• Exercises to complete:
[1] Check each statement against the salmon fisheries article below and answer yes or no, quoting the words of the article that decide it: (a) UCIDA filed its lawsuit in 2013. (b) Judge Timothy Burgess first ruled in favor of the plaintiffs in September 2014. (c) The 9th Circuit panel was divided in its decision.
[2] Copy out every line of the records below, word for word, but leave the pictures out.

• Selected extract:
• • • •
State and federal managers don’t yet know what to expect after the U.S. 9th Circuit Court of Appeals overturned a 2011 decision by the North Pacific Fishery Management Council to remove several Alaska salmon fisheries from federal management plans.
With several regulatory meetings on the schedule before the start of the 2017 salmon season, fisheries managers will have opportunities to plot courses of action.
Industry group United Cook Inlet Drift Association, or UCIDA, filed the lawsuit in 2013 to repeal the council’s decision, which was officially Amendment 12 to the Alaska salmon fishery management plan, or FMP. The amendment formally turned over control of salmon fisheries in Cook Inlet, Prince William Sound and the Alaska Peninsula to state management.
The initial suit was rejected by U.S. Alaska District Court Judge Timothy Burgess in September 2014. A three-judge panel of the 9th Circuit unanimously remanded the case back to Burgess with instructions to find in favor the plaintiffs.
For some of the fishermen concerned, the court’s ruling was a momentous victory, while state and federal fisheries regulators resent it.
“It’s going to develop salmon management plans under the law that use the best available science and protects the habitat and harvests the surplus,” said Dave Martin, president of UCIDA, one of two groups that filed the lawsuit against the U.S. Department of Commerce, which ultimately signs off on the decisions made by the North Pacific council.
• • • •
• Material to process:
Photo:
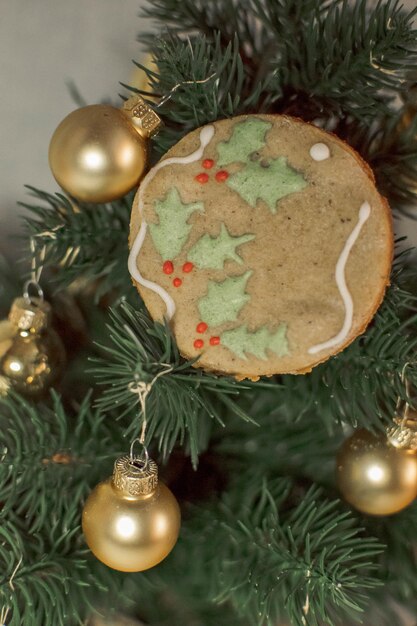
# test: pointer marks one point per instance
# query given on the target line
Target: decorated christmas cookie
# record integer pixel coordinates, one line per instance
• • • •
• Results of the exercise:
[1]
(a) Yes: "filed the lawsuit in 2013"
(b) No: "The initial suit was rejected by U.S. Alaska District Court Judge Timothy Burgess in September 2014."
(c) No: "A three-judge panel of the 9th Circuit unanimously remanded the case back to Burgess"

[2]
Photo:
# test: pointer marks one point per instance
# query given on the target line
Target: decorated christmas cookie
# record integer pixel coordinates, one line per instance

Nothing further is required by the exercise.